- Activity list -
1. From the extract on second medical use patents, return the passage running from "Any new developments" up to and including "on infringement yet9.".
2. Answer these questions using the extract on second medical use patents:
(a) Which court decided Novartis AG v Sun Pharmaceutical Industries (Europe) BV?
(b) What drug did Sun sell in that case?
(c) What did the "Kollagenase I" decision relate to?

- Extract provided -
━━━━━━━━━━━━━━━━
Any new developments due to new EPC 2000 claims?
There are discussions about whether the scope of protection of European Patent Convention 2000 ("EPC 2000") claims (that is, second medical use claims made in the form "X for use in treating Y") would be different compared to purpose limited use claims / Swiss-type claims as they are not use claims, but product claims. With regard to EPC 2000 claims there is no case law on infringement yet9.
The recent "Kollagenase I" decision10 of the German Federal Supreme Court related only to the patentability of second medical use claims. Hence, it did not reflect on the scope of protection of EPC 2000 claims in contrast to purpose-limited use claims / Swiss-type claims. Nonetheless it is to be noted that in the end, the German Federal Supreme Court did not distinguish between the different kinds of claim language.
The Warner-Lambert decision also does not deal with EPC 2000 claims. However, given that theWarner-Lambert decision turns on the construction of "for" it seems unlikely that such a claim would be treated differently to a Swiss-type claim.
Developments in the Netherlands
Less than a week after the UK Warner-Lambert decision in the UK, the Court of Appeal in the Hague took a different approach in Novartis AG v Sun Pharmaceutical Industries (Europe) BV11. In this case, Sun was held liable for indirect infringement for the sale of zoledronate, despite the fact that the patented indication for osteoporosis had been carved out of its Summary of Product Characteristics ("SmPC") and patient leaflet. The quantity of zoledronate placed on the market by Sun far exceeded the quantity needed for the number of patients suffering from pagets disease, indicating that Sun knew that its product would be used for the infringing indication. The court also held that Sun needed to do more to prevent infringement by those who were supplied with the drug, including: taking action to ensure that the tender process of the health insurer concerned distinguishes between patented and non-patented uses and making agreements with hospitals to prevent infringements. Sun had also informed its customers that Novartis had patent protection on the osteoporosis indication.
In circumstances where a generic medicine is marketed for uses other than those patented and at a significantly lower price than the patented medicine, there could be instances in which the generic medicine is prescribed or substituted for off-label and patented uses. In this respect, innovators argue that the ability of a generic company to avoid patent infringement by using an abbreviated label on the generic product ignores the commercial reality. However, in the UK and in Germany, the courts have taken the approach that this is not enough to find infringement. Indeed, the German doctrine of manifest arrangement appears not dissimilar to the UK court's requirement that there is an intention by the generic manufacturer that their product is used for the patented indication. However, as the Sun Pharmaceuticals case shows, there is not widespread harmony in Europe on this issue. Even with convergence of interpretation on the law between the Member States, there are still the widely differing healthcare systems in Europe to consider. Where the intention and / or knowledge of the manufacturer is concerned, a finding of infringement in any European Member State may depend on factors such as procurement and prescribing practices, in particular the frequency and known acceptability of off-label prescribing, together with policies on substitution and interchangeability. There is no prospect of uniformity on these matters any time soon.
━━━━━━━━━━━━━━━━
Natural-language object grounding records
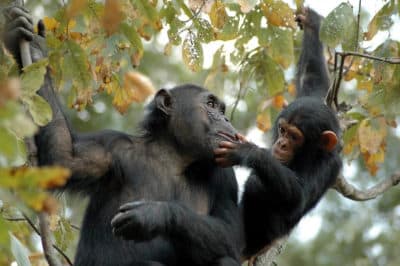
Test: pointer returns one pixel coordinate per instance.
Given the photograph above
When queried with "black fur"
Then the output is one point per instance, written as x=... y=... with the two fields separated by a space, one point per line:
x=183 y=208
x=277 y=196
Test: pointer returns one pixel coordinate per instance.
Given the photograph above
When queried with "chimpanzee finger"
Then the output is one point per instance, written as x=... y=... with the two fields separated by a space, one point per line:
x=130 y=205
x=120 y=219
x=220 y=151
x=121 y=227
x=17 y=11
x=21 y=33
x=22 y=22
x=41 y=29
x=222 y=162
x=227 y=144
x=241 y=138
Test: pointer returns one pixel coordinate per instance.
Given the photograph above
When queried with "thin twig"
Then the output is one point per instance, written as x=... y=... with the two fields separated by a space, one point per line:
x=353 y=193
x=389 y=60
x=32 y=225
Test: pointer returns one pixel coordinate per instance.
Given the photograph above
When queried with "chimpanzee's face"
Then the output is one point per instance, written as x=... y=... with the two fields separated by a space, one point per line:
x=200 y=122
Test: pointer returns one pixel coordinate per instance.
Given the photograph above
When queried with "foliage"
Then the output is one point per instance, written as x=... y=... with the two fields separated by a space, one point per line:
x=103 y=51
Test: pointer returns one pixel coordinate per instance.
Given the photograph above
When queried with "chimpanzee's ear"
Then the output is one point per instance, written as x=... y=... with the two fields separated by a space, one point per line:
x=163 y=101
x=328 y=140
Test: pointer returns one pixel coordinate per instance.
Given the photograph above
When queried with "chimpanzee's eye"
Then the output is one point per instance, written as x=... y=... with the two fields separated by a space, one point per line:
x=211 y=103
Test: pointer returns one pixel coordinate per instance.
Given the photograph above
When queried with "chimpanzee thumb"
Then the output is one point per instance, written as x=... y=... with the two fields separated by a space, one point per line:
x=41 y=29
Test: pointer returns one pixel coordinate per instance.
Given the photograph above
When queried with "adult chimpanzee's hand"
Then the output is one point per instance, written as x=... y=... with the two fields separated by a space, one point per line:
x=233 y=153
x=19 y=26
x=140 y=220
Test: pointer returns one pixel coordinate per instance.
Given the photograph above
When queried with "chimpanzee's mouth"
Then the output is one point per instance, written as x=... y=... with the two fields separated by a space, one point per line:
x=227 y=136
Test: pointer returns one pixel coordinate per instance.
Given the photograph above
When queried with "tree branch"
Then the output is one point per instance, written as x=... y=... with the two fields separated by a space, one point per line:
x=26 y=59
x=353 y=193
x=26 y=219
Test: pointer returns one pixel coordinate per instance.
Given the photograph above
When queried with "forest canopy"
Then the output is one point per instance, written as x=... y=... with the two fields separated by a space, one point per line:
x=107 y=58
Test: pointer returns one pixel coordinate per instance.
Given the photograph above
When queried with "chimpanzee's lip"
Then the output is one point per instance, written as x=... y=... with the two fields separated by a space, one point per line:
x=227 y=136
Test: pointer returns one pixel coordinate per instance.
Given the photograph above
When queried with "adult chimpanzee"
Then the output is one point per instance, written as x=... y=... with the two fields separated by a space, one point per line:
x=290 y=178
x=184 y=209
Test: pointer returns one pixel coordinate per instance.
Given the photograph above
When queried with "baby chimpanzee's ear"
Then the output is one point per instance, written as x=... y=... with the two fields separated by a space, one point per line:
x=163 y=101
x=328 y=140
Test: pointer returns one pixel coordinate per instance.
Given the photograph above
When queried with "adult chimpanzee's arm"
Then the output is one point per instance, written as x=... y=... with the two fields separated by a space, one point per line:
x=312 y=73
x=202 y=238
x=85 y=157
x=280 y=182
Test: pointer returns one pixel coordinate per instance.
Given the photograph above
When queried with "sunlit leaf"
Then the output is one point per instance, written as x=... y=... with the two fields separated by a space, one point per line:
━━━━━━━━━━━━━━━━
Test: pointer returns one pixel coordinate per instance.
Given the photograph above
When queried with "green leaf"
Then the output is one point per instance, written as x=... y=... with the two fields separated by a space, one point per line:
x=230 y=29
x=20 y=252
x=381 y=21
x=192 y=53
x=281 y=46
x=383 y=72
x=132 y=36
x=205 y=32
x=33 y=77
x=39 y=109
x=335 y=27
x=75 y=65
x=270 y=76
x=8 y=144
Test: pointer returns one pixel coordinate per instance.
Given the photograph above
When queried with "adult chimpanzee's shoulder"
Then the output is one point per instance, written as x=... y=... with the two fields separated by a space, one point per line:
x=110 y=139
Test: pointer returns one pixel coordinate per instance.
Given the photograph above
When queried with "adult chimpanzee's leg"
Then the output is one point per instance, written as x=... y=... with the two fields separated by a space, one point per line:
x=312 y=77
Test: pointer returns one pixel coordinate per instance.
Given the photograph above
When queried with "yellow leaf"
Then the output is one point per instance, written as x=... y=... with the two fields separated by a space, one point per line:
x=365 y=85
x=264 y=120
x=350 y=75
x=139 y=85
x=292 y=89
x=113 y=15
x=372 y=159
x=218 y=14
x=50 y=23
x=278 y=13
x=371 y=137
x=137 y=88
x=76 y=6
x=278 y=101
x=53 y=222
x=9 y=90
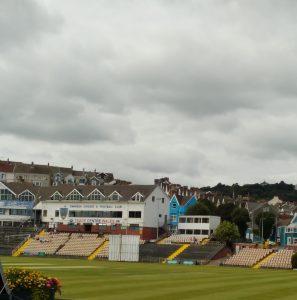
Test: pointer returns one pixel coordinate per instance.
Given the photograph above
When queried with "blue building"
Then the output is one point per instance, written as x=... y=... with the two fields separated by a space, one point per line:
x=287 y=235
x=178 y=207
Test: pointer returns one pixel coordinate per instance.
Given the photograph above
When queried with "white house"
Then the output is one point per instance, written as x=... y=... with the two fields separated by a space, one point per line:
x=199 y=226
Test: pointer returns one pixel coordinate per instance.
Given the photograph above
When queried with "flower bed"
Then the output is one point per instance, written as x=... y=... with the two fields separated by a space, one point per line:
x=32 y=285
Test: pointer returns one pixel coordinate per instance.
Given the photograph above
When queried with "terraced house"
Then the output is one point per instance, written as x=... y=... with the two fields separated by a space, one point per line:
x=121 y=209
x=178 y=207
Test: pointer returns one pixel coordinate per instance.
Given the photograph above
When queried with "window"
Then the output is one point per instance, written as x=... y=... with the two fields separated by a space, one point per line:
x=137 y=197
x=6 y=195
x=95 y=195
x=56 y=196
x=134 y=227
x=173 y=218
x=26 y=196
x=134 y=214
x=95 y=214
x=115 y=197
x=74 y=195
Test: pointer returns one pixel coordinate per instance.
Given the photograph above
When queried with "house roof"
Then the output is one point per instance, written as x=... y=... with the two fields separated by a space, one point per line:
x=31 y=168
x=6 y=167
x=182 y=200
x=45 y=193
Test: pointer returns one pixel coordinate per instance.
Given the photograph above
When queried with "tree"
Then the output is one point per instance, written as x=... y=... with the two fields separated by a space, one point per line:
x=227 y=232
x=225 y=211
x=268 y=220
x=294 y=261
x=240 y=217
━━━━━━━━━━━━━━━━
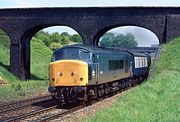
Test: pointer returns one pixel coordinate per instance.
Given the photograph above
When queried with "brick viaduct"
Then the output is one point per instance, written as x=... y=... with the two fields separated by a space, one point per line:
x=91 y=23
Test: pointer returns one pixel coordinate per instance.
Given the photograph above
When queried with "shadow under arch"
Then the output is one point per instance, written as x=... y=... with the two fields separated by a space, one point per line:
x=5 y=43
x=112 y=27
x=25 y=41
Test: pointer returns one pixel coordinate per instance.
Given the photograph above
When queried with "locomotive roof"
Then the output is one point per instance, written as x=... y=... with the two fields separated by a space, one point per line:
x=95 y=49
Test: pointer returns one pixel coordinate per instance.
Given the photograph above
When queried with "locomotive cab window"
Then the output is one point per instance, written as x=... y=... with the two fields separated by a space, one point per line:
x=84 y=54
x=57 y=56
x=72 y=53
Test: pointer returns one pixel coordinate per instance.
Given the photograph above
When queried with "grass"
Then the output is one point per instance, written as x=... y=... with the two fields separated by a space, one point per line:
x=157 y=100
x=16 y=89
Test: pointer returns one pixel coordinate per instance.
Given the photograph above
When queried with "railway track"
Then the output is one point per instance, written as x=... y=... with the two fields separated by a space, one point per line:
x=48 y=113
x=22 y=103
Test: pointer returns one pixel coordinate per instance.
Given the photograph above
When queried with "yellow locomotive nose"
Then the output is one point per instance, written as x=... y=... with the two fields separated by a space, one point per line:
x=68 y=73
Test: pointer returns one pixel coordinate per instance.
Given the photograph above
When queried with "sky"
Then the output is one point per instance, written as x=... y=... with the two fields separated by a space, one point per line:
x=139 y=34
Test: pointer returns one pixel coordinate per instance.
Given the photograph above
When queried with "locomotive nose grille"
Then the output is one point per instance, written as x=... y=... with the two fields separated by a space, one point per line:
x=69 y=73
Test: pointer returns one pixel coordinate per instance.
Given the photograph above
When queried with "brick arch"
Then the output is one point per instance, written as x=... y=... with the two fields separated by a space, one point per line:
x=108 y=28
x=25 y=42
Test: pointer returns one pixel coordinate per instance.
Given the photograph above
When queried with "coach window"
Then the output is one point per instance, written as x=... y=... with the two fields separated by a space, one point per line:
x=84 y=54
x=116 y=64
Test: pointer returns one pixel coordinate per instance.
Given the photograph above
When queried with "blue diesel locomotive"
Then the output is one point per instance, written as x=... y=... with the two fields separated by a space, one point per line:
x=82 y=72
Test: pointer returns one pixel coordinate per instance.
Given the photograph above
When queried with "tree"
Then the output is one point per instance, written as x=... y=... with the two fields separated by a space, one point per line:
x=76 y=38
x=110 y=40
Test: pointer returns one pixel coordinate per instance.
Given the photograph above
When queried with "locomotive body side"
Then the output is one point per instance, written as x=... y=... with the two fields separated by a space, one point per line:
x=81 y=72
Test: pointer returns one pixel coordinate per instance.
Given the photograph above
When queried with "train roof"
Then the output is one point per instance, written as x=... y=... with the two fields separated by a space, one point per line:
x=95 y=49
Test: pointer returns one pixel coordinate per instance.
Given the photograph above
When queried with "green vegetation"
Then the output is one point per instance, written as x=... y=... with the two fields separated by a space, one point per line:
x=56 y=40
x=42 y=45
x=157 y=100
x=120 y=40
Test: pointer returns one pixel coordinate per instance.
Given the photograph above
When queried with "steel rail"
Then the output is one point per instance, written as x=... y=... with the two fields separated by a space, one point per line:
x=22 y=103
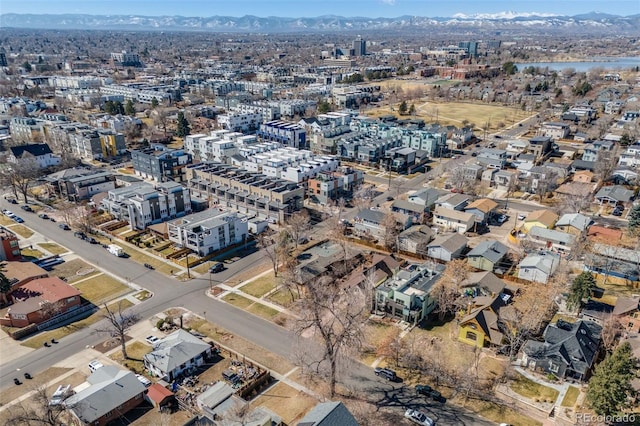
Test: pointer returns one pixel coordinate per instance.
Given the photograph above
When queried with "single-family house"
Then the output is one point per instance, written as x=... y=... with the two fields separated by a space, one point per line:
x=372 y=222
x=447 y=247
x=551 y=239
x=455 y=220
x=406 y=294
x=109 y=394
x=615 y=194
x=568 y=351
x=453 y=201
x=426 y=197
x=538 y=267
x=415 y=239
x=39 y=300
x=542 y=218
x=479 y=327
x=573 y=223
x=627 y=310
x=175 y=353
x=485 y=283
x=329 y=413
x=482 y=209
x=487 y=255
━━━━━━━━━━━━━━━━
- Replies -
1.
Any new developments due to new EPC 2000 claims?
There are discussions about whether the scope of protection of European Patent Convention 2000 ("EPC 2000") claims (that is, second medical use claims made in the form "X for use in treating Y") would be different compared to purpose limited use claims / Swiss-type claims as they are not use claims, but product claims. With regard to EPC 2000 claims there is no case law on infringement yet9.

2.
(a) The Court of Appeal in the Hague.
(b) Zoledronate.
(c) Only the patentability of second medical use claims.